--- start DATA FOR PROCESSING ---

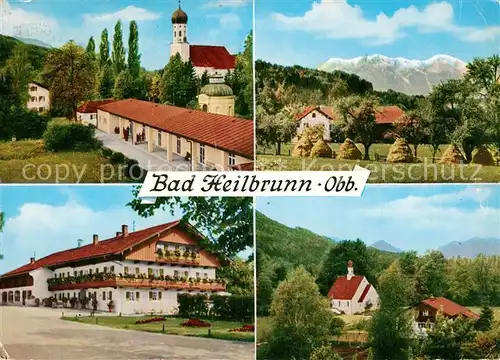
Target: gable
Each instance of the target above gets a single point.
(176, 236)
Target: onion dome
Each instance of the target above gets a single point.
(216, 90)
(179, 17)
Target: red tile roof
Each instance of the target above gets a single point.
(110, 246)
(450, 308)
(344, 289)
(216, 57)
(90, 107)
(244, 167)
(364, 293)
(220, 131)
(385, 115)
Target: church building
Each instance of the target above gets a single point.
(215, 60)
(352, 294)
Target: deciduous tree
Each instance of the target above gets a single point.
(70, 74)
(118, 54)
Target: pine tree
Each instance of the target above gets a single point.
(104, 49)
(118, 55)
(106, 82)
(134, 58)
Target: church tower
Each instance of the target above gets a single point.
(217, 97)
(179, 44)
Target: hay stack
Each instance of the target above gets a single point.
(483, 157)
(303, 147)
(321, 149)
(349, 151)
(452, 155)
(400, 152)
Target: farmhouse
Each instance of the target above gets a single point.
(352, 294)
(87, 112)
(325, 115)
(38, 97)
(139, 272)
(210, 141)
(212, 59)
(427, 310)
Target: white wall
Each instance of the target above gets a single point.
(353, 306)
(39, 98)
(312, 119)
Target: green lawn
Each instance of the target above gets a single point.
(219, 329)
(423, 171)
(41, 166)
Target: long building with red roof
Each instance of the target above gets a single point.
(325, 115)
(214, 60)
(213, 141)
(352, 294)
(135, 272)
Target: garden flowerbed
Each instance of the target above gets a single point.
(196, 323)
(147, 321)
(244, 328)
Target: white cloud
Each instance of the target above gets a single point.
(19, 22)
(126, 14)
(227, 3)
(228, 21)
(442, 213)
(338, 19)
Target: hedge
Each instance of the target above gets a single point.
(70, 136)
(235, 308)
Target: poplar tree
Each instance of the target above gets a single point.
(134, 58)
(118, 55)
(104, 49)
(90, 50)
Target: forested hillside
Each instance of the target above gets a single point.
(35, 54)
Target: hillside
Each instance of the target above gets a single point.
(290, 247)
(412, 77)
(471, 248)
(36, 54)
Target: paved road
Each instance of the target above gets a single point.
(39, 334)
(149, 161)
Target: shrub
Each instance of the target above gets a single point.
(238, 308)
(70, 136)
(196, 323)
(117, 158)
(192, 305)
(146, 321)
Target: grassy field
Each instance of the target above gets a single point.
(219, 329)
(41, 166)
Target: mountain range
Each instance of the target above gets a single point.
(412, 77)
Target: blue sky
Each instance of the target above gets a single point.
(308, 33)
(410, 217)
(45, 219)
(211, 22)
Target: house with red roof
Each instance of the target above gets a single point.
(138, 272)
(87, 112)
(427, 310)
(325, 116)
(352, 294)
(215, 60)
(210, 141)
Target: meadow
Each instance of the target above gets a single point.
(423, 171)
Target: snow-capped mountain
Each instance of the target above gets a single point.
(413, 77)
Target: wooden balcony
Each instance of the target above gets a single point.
(140, 283)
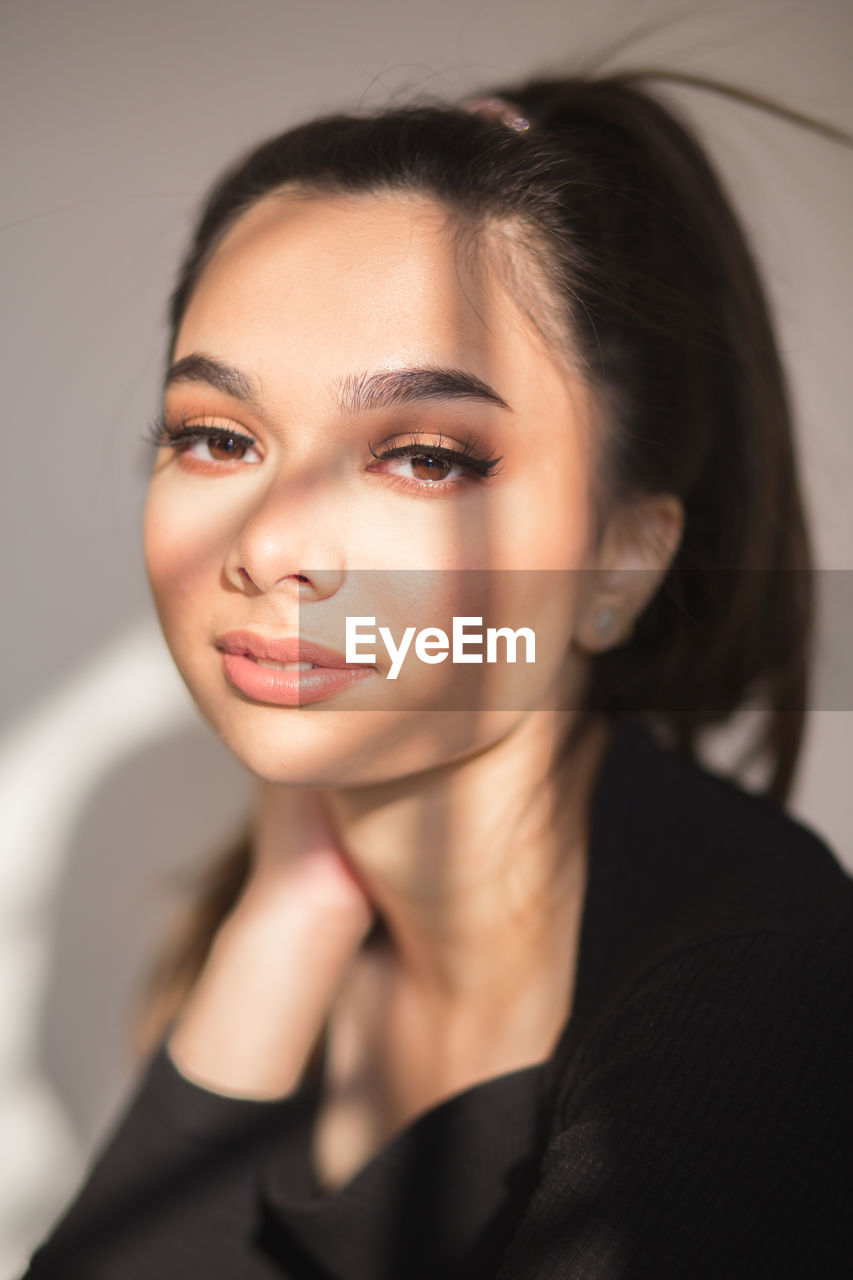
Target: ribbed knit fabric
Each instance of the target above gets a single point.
(694, 1119)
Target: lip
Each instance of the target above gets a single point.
(241, 652)
(283, 649)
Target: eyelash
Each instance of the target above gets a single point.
(162, 434)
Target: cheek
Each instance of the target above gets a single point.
(179, 548)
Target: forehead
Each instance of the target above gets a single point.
(328, 284)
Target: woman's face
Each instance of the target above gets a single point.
(333, 330)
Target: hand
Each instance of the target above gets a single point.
(258, 1006)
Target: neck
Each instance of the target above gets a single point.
(474, 867)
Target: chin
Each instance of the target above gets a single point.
(325, 748)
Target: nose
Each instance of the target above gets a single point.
(290, 539)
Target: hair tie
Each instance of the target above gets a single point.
(498, 109)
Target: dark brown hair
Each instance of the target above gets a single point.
(662, 307)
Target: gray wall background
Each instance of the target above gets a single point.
(117, 117)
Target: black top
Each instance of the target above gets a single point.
(694, 1119)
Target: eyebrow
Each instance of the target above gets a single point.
(361, 392)
(214, 373)
(357, 393)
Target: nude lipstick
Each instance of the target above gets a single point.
(287, 671)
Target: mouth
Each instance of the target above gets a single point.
(284, 653)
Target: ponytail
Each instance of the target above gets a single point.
(664, 307)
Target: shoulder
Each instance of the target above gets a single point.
(705, 1127)
(685, 856)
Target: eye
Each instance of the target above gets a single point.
(432, 466)
(205, 443)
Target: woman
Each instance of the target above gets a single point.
(502, 982)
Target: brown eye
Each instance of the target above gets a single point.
(427, 466)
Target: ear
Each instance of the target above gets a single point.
(634, 553)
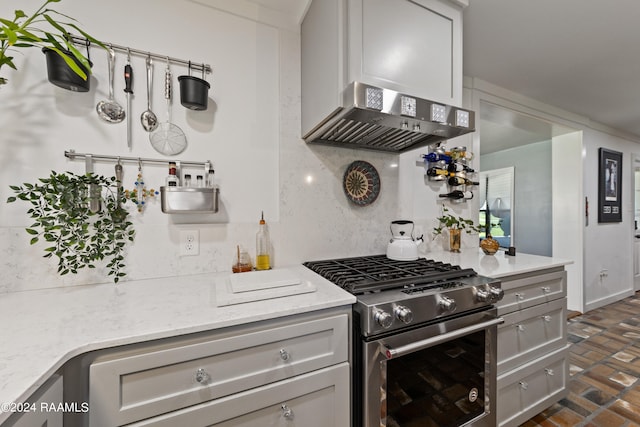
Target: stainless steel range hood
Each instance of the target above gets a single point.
(384, 120)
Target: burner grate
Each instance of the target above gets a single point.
(377, 272)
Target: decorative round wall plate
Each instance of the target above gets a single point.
(361, 183)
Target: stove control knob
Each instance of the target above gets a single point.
(447, 304)
(496, 293)
(383, 318)
(483, 295)
(404, 314)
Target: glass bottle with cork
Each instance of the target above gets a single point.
(172, 178)
(263, 258)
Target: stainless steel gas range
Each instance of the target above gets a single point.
(424, 345)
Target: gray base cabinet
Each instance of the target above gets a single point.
(291, 371)
(533, 365)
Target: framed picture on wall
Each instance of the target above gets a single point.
(610, 186)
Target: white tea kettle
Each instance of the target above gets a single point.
(402, 246)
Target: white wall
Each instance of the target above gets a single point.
(251, 133)
(595, 247)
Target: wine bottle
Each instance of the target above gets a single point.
(459, 167)
(436, 157)
(457, 194)
(458, 180)
(460, 153)
(437, 172)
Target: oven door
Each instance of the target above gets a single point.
(441, 374)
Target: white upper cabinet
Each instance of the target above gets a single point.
(413, 47)
(408, 46)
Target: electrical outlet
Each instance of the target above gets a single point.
(189, 242)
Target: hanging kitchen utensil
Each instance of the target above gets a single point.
(168, 139)
(148, 118)
(128, 81)
(109, 110)
(60, 74)
(194, 91)
(93, 189)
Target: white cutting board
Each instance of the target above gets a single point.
(253, 286)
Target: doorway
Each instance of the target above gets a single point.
(636, 217)
(505, 125)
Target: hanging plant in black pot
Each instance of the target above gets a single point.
(194, 91)
(45, 28)
(62, 75)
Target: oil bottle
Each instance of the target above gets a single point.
(263, 260)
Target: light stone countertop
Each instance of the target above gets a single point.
(43, 329)
(498, 265)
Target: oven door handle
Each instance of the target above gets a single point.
(392, 353)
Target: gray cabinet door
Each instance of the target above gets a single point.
(44, 408)
(317, 399)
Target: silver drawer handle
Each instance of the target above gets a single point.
(287, 412)
(202, 376)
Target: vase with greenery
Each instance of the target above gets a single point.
(45, 28)
(455, 224)
(64, 215)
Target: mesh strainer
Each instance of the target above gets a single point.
(168, 139)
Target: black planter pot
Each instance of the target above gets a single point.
(194, 92)
(61, 75)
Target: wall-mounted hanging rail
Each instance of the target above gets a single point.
(194, 66)
(71, 154)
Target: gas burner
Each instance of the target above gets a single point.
(396, 295)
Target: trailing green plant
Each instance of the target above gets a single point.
(448, 220)
(42, 29)
(78, 236)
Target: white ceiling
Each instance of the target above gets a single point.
(580, 55)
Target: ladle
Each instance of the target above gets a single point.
(148, 118)
(109, 110)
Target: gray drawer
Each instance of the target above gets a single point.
(531, 333)
(316, 399)
(532, 289)
(526, 391)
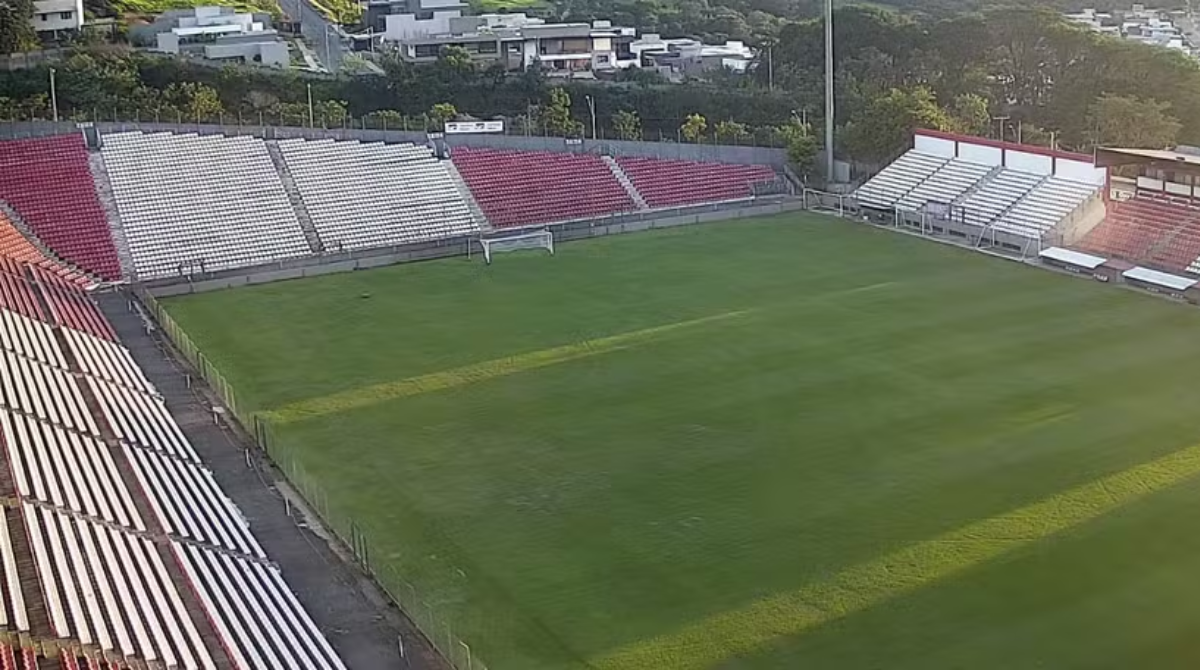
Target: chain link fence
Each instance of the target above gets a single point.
(435, 624)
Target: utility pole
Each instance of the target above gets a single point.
(829, 175)
(592, 108)
(311, 124)
(1000, 124)
(54, 97)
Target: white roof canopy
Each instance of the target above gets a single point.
(1159, 279)
(1072, 257)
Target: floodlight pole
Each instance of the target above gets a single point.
(311, 123)
(829, 175)
(54, 97)
(592, 108)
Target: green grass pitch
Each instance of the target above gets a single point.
(793, 443)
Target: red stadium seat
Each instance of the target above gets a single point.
(49, 184)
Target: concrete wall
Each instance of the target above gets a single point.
(461, 246)
(715, 153)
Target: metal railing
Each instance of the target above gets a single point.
(433, 624)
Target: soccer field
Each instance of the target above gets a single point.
(786, 443)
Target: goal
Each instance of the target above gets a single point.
(529, 239)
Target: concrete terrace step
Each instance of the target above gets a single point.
(625, 183)
(289, 185)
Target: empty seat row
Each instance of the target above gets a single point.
(111, 588)
(48, 183)
(139, 418)
(107, 360)
(70, 305)
(1044, 207)
(946, 185)
(996, 193)
(363, 195)
(67, 470)
(30, 339)
(189, 502)
(43, 392)
(15, 245)
(199, 203)
(665, 183)
(534, 187)
(257, 611)
(904, 174)
(17, 295)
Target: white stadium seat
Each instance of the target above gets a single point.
(193, 202)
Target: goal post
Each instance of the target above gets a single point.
(516, 241)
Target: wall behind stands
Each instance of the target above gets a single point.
(714, 153)
(1024, 157)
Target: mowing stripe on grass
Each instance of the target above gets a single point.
(483, 371)
(753, 628)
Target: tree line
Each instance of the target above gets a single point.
(1005, 72)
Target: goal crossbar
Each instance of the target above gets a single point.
(528, 239)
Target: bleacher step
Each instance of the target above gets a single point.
(108, 202)
(289, 186)
(625, 183)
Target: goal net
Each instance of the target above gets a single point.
(534, 239)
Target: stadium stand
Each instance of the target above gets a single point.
(997, 195)
(363, 195)
(115, 527)
(1157, 229)
(664, 183)
(16, 246)
(531, 187)
(946, 185)
(47, 181)
(1044, 207)
(257, 610)
(199, 203)
(900, 177)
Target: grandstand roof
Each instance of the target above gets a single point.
(1108, 156)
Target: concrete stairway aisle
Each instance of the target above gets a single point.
(289, 185)
(465, 191)
(108, 201)
(625, 181)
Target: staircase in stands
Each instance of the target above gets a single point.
(108, 201)
(625, 181)
(289, 185)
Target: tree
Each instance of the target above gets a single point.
(1134, 123)
(887, 123)
(970, 114)
(693, 129)
(731, 132)
(556, 114)
(443, 112)
(627, 124)
(195, 101)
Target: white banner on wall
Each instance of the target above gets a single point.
(460, 127)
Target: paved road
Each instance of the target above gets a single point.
(322, 35)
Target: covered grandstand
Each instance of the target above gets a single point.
(993, 193)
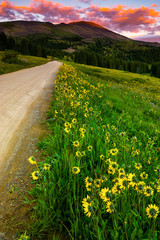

--- end DATA FOR PROCESSING ---

> _REQUIRED TASK_
Reproduce the lines of the items starting at the line that contains "Target: staircase in stands" and ending at the end of the items, including the requests, but multiply every point coordinate by 0.6 and round it to a whole number, with halves rounding up. Leave the pictures out of your answer.

> _RESPONSE_
Target: staircase in stands
Each instance of the target above gets a single point.
(65, 121)
(375, 109)
(173, 111)
Target: tree
Each instance of the target above gets a single point.
(680, 74)
(532, 74)
(582, 68)
(416, 77)
(439, 79)
(334, 68)
(266, 67)
(376, 74)
(117, 61)
Target: white banner on wall
Each instance of the target above gets a single point.
(276, 76)
Target: paved road
Each instance of the target above gets a single point.
(193, 21)
Target: covered grandstand
Each instance of the target above gets a single point.
(596, 116)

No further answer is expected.